Written task:
Render each line of the data below as a Markdown table with the columns Row and Data line, numbering the rows in order and skipping any blank lines. Leave the pictures out of the table.

Data section:

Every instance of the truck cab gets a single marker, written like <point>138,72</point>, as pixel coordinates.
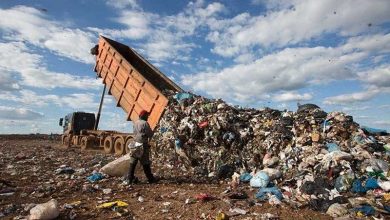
<point>74,122</point>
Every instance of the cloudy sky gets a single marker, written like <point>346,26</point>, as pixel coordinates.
<point>253,53</point>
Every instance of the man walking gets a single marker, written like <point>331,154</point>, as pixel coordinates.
<point>140,149</point>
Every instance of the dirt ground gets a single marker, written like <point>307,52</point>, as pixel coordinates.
<point>30,166</point>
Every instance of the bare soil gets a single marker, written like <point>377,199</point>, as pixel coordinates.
<point>29,167</point>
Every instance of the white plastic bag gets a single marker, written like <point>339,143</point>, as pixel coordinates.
<point>118,167</point>
<point>45,211</point>
<point>260,179</point>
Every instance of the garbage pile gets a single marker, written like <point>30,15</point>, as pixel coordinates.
<point>306,158</point>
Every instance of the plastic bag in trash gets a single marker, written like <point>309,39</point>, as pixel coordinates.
<point>260,179</point>
<point>332,147</point>
<point>367,210</point>
<point>245,177</point>
<point>95,177</point>
<point>337,210</point>
<point>118,167</point>
<point>344,182</point>
<point>48,210</point>
<point>264,193</point>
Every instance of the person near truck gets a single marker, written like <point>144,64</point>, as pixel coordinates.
<point>140,149</point>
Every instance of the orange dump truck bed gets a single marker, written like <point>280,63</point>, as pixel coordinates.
<point>135,83</point>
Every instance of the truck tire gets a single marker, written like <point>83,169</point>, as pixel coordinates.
<point>119,146</point>
<point>66,140</point>
<point>128,141</point>
<point>86,142</point>
<point>76,140</point>
<point>108,145</point>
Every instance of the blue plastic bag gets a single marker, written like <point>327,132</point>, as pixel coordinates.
<point>366,210</point>
<point>332,147</point>
<point>260,179</point>
<point>245,177</point>
<point>357,187</point>
<point>262,194</point>
<point>182,96</point>
<point>95,177</point>
<point>372,183</point>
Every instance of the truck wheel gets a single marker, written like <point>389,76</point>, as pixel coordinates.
<point>108,145</point>
<point>119,146</point>
<point>85,143</point>
<point>66,141</point>
<point>128,141</point>
<point>76,140</point>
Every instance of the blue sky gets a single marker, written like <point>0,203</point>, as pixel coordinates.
<point>253,53</point>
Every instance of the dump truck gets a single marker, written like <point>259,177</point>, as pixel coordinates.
<point>134,83</point>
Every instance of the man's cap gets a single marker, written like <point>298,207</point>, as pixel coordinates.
<point>143,113</point>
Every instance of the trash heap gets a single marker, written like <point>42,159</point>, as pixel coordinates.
<point>308,157</point>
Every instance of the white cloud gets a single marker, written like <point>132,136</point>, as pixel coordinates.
<point>378,77</point>
<point>10,113</point>
<point>382,123</point>
<point>346,99</point>
<point>22,23</point>
<point>163,36</point>
<point>123,3</point>
<point>16,58</point>
<point>292,96</point>
<point>303,21</point>
<point>289,69</point>
<point>8,82</point>
<point>75,101</point>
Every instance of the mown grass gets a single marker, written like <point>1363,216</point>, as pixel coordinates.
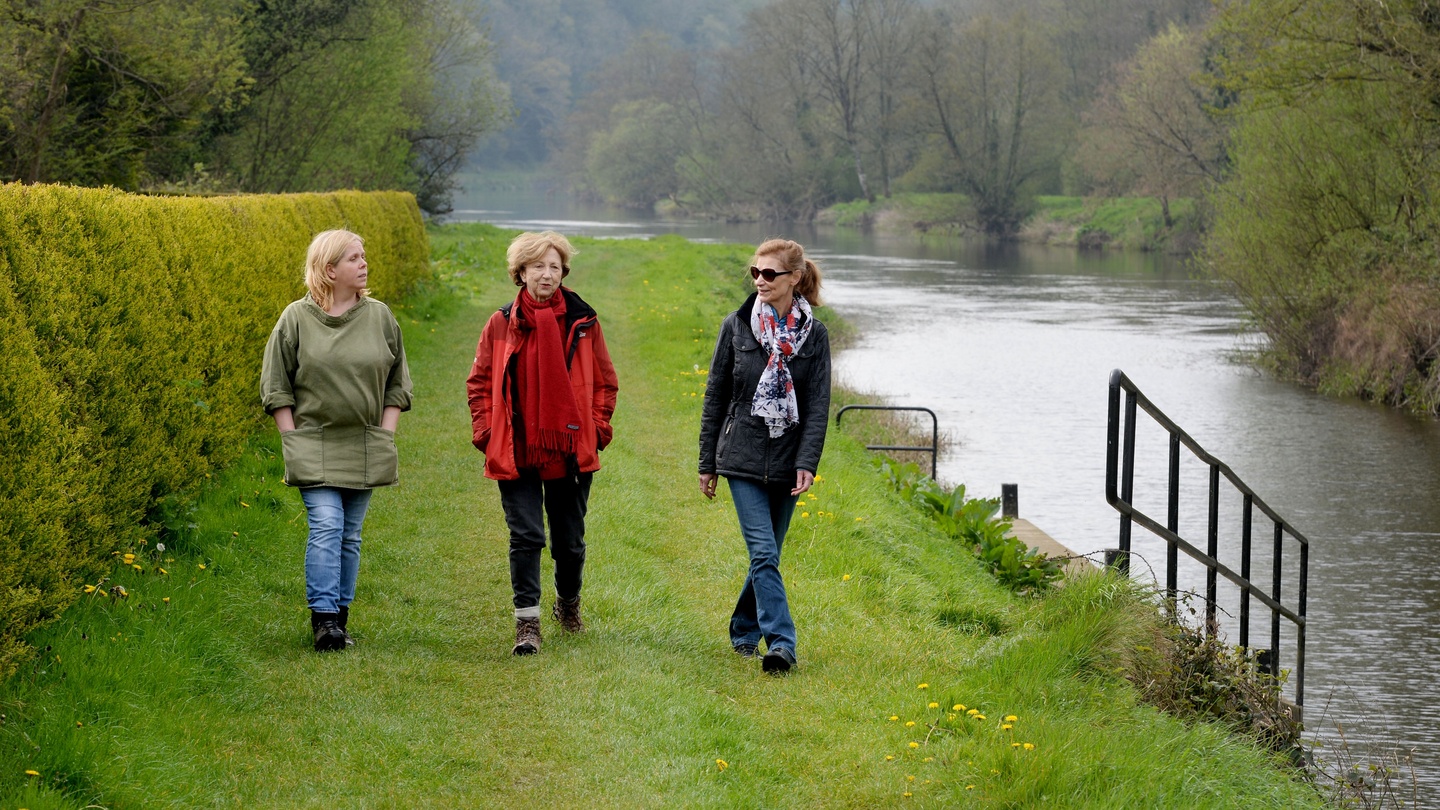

Answer for the task:
| Row | Data line |
|---|---|
| 1 | Every instance of the truck cab gets a single marker, written like <point>138,72</point>, as pixel coordinates. |
| 2 | <point>74,122</point> |
| 3 | Every instance of the cloudy sky gets a single marker, written like <point>346,26</point>, as pixel coordinates. |
| 4 | <point>253,53</point> |
| 5 | Every instance of the man walking gets a single marker, written like <point>331,154</point>, as pixel coordinates. |
| 6 | <point>140,149</point> |
| 7 | Every instance of the dirt ground gets a single marker, written like <point>307,52</point>, as pixel coordinates. |
| 8 | <point>30,166</point> |
| 9 | Every instance of the bare soil gets a single marker, written like <point>377,199</point>, as pixel coordinates. |
| 10 | <point>29,167</point> |
| 11 | Every instance of the white plastic bag gets a single marker, written like <point>339,143</point>, as pixel coordinates. |
| 12 | <point>118,167</point> |
| 13 | <point>45,211</point> |
| 14 | <point>260,179</point> |
| 15 | Every instance of the garbage pile gets a single marker, written like <point>30,15</point>, as pixel coordinates. |
| 16 | <point>306,158</point> |
| 17 | Every instance of the plastic bag in trash gets a single marker, written like <point>309,39</point>, as pixel coordinates. |
| 18 | <point>260,179</point> |
| 19 | <point>332,147</point> |
| 20 | <point>367,210</point> |
| 21 | <point>245,177</point> |
| 22 | <point>95,177</point> |
| 23 | <point>337,210</point> |
| 24 | <point>118,167</point> |
| 25 | <point>344,182</point> |
| 26 | <point>48,210</point> |
| 27 | <point>264,193</point> |
| 28 | Every instance of the person near truck gets a single marker, written like <point>144,64</point>, as pixel coordinates. |
| 29 | <point>140,149</point> |
| 30 | Every instance of the orange dump truck bed gets a single marker, written like <point>280,63</point>, as pixel coordinates. |
| 31 | <point>135,83</point> |
| 32 | Every instance of the truck tire gets a single marker, written like <point>83,169</point>, as pixel coordinates. |
| 33 | <point>119,146</point> |
| 34 | <point>66,140</point> |
| 35 | <point>128,141</point> |
| 36 | <point>86,142</point> |
| 37 | <point>76,140</point> |
| 38 | <point>108,145</point> |
| 39 | Every instance of the blue plastic bag gets a single marker, written like <point>327,132</point>, as pixel coordinates. |
| 40 | <point>366,210</point> |
| 41 | <point>332,147</point> |
| 42 | <point>260,179</point> |
| 43 | <point>245,177</point> |
| 44 | <point>357,187</point> |
| 45 | <point>262,194</point> |
| 46 | <point>182,96</point> |
| 47 | <point>95,177</point> |
| 48 | <point>372,183</point> |
| 49 | Every instance of the truck wheel gets a single marker, written like <point>389,76</point>, as pixel coordinates. |
| 50 | <point>108,145</point> |
| 51 | <point>119,146</point> |
| 52 | <point>85,143</point> |
| 53 | <point>66,141</point> |
| 54 | <point>128,141</point> |
| 55 | <point>76,140</point> |
| 56 | Every instance of the blue sky gets a single marker, written like <point>0,203</point>, as pixel coordinates. |
| 57 | <point>253,53</point> |
| 58 | Every instance of the dump truck gets a single marker, written like <point>259,177</point>, as pixel coordinates. |
| 59 | <point>134,83</point> |
| 60 | Every instance of the man's cap gets a single marker, written like <point>298,207</point>, as pixel coordinates. |
| 61 | <point>143,113</point> |
| 62 | Every instance of the trash heap gets a single marker, written like <point>42,159</point>, as pixel coordinates. |
| 63 | <point>308,157</point> |
| 64 | Every instance of the white cloud gets a single marker, written like <point>132,136</point>, as pixel coordinates. |
| 65 | <point>378,77</point> |
| 66 | <point>10,113</point> |
| 67 | <point>382,123</point> |
| 68 | <point>346,99</point> |
| 69 | <point>22,23</point> |
| 70 | <point>163,36</point> |
| 71 | <point>123,3</point> |
| 72 | <point>16,58</point> |
| 73 | <point>292,96</point> |
| 74 | <point>303,21</point> |
| 75 | <point>289,69</point> |
| 76 | <point>8,82</point> |
| 77 | <point>75,101</point> |
| 78 | Every instance of the mown grass gets a single marker, written like <point>1363,216</point>, as pixel coordinates. |